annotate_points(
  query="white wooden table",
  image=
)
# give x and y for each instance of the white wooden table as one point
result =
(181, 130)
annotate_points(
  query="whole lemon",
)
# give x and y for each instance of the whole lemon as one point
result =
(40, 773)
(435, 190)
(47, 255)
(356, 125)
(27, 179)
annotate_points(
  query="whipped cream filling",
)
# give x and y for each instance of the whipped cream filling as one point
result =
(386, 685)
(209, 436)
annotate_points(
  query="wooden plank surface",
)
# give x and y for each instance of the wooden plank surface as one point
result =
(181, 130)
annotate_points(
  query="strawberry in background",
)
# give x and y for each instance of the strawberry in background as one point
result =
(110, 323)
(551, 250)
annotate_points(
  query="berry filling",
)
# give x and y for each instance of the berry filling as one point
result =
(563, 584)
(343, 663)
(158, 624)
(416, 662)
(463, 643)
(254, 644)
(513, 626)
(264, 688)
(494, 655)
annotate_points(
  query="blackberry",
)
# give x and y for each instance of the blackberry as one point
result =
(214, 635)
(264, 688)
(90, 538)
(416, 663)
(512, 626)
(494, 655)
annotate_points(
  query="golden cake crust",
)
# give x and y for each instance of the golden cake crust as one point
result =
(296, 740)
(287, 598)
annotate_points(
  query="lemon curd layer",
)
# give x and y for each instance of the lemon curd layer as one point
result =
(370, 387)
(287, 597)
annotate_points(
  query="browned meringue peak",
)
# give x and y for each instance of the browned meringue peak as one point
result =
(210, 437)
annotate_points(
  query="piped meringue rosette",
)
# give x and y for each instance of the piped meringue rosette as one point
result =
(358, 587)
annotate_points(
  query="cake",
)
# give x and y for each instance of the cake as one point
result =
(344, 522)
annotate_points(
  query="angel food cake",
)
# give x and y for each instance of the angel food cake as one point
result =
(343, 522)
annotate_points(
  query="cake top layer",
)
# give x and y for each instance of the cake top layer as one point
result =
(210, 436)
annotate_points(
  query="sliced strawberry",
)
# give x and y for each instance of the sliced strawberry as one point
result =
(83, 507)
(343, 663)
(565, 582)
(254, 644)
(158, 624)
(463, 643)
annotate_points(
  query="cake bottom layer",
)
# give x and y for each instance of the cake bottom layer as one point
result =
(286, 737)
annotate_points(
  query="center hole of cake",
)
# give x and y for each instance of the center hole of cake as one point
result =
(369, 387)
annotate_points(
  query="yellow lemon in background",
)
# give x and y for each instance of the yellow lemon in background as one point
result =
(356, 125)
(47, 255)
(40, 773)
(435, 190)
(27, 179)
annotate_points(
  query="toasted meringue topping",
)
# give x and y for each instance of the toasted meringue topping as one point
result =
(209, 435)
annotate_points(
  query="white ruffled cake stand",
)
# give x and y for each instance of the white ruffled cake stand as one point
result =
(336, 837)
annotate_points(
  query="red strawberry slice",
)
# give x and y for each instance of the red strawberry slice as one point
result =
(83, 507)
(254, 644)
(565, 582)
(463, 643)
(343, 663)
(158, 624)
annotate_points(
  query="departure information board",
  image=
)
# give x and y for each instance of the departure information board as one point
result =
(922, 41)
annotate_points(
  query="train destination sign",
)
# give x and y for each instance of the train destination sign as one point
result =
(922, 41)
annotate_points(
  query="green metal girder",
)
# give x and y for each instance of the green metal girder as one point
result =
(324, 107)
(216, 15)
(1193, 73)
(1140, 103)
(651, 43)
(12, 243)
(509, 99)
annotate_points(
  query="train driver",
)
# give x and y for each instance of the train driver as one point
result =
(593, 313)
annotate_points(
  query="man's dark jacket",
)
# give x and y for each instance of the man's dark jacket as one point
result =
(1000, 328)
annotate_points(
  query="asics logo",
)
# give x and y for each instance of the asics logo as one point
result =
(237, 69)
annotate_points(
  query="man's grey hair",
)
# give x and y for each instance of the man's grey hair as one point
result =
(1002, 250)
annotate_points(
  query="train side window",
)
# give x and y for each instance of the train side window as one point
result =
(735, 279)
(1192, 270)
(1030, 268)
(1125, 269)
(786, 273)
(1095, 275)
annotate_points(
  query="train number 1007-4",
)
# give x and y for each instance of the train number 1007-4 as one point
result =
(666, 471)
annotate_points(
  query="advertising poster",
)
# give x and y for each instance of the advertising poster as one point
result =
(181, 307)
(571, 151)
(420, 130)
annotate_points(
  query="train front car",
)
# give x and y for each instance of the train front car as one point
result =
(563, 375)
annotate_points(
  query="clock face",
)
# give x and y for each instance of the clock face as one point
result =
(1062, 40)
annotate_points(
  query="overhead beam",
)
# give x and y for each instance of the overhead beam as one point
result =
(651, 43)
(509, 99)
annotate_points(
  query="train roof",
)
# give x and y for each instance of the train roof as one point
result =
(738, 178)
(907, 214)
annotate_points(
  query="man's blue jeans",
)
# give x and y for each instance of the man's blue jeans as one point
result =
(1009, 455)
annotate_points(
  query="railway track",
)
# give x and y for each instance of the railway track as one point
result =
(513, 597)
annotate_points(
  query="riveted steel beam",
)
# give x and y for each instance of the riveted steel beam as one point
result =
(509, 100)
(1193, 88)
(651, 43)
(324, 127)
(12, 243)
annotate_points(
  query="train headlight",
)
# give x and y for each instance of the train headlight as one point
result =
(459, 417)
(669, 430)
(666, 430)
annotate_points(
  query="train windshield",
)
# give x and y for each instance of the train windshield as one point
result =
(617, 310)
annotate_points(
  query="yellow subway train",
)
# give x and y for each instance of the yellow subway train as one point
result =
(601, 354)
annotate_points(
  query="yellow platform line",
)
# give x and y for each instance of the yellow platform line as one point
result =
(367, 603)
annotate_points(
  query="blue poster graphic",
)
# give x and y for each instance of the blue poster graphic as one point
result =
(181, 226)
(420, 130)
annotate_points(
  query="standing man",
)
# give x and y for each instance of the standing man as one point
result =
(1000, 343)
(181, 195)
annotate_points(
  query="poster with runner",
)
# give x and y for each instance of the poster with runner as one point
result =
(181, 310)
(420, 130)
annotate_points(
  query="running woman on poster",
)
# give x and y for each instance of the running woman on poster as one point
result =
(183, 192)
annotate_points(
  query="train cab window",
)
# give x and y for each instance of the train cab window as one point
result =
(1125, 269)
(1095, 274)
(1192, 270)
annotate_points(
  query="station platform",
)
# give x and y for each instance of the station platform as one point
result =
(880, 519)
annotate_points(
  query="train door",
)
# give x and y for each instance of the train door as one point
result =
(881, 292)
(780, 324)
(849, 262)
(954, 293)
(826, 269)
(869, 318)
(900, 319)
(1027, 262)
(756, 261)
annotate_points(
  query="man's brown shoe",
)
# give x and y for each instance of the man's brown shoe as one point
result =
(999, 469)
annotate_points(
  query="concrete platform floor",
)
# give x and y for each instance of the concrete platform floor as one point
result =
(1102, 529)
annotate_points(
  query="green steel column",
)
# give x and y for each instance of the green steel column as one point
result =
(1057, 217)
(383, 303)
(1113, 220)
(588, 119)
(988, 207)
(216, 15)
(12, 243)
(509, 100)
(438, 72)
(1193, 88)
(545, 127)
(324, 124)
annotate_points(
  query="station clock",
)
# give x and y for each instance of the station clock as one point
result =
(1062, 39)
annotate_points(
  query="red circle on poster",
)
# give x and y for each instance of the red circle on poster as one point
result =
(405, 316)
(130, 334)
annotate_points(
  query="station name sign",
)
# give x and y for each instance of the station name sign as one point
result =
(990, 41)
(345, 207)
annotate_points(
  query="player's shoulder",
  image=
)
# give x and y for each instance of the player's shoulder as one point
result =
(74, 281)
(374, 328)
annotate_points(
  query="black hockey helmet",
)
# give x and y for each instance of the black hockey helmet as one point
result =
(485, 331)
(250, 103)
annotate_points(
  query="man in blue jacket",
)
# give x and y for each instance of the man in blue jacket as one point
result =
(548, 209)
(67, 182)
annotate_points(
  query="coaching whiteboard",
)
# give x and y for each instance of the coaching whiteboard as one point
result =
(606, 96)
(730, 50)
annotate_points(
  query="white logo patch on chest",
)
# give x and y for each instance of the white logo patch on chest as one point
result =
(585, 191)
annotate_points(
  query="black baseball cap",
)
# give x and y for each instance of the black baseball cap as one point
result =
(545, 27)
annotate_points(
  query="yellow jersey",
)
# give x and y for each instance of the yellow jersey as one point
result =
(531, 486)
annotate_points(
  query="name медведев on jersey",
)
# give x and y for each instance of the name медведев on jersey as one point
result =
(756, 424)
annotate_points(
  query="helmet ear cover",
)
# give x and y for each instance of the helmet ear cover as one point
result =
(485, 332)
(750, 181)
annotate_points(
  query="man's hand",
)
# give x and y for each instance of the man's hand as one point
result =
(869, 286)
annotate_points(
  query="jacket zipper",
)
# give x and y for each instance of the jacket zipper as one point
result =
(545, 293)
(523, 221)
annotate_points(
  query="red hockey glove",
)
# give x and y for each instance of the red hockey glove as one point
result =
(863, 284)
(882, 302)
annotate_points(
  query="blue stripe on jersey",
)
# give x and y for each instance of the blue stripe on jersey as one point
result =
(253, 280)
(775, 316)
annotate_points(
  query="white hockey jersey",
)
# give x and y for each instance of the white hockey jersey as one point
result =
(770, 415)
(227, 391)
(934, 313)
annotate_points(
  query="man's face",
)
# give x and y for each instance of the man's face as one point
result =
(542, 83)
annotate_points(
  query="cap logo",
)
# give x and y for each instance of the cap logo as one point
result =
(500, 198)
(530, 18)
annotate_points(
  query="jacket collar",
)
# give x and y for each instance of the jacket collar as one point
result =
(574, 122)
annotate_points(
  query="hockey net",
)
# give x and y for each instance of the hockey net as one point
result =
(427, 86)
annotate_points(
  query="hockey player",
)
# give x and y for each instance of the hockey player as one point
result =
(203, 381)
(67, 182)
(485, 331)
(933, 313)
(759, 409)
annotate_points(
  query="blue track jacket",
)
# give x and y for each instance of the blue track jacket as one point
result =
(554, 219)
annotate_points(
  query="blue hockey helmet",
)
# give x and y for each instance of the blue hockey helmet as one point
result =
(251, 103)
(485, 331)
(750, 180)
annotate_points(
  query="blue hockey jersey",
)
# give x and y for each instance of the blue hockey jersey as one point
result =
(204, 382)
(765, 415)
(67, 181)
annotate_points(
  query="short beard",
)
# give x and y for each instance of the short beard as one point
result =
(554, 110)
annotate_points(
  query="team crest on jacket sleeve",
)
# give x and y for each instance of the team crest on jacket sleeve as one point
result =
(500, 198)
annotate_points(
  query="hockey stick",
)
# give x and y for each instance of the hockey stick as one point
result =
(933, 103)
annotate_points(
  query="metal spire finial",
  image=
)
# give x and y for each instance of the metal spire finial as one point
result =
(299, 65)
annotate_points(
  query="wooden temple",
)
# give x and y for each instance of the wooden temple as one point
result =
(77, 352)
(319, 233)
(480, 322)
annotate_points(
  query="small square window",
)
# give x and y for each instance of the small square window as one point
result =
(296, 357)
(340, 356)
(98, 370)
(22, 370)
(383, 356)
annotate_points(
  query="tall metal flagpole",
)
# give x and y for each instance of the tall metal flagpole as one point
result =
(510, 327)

════════════════════

When a line among the entries above contains "small", copy it.

OUTPUT OF THE TASK ▸
  query="small square window",
# give x and y for each instance of the small square window as one point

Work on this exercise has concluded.